Provided information:
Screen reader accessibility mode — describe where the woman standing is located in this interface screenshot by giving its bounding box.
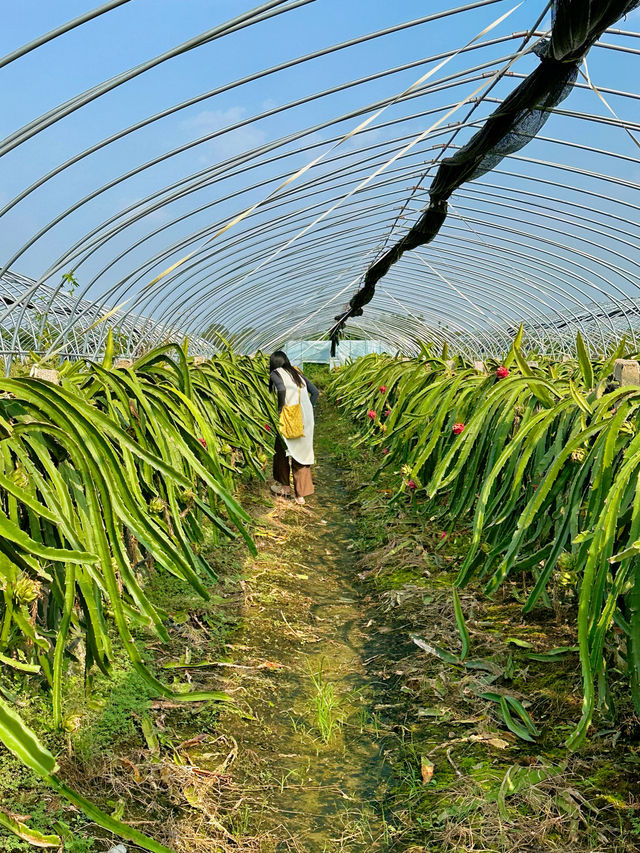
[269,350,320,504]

--

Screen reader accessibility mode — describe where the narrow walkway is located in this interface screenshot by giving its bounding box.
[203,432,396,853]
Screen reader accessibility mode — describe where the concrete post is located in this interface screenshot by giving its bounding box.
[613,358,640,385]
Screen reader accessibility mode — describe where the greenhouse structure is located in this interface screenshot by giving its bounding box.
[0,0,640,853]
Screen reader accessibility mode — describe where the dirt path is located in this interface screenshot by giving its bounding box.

Directive:
Duplicate the records without alteration, beginning at the line that contains "Screen reader accessibility mode — describe where the greenhouse" and stopping after the line that contains "Screen reader accessibility mode — describe where the dirt".

Worked solution:
Screen reader accessibility mode — describe where the greenhouse structure is located in this interface screenshot by giving its bounding box.
[0,0,640,853]
Screen reader accessibility mode — describe where the dirt path is located in this interface screenshot by giving its bounding box.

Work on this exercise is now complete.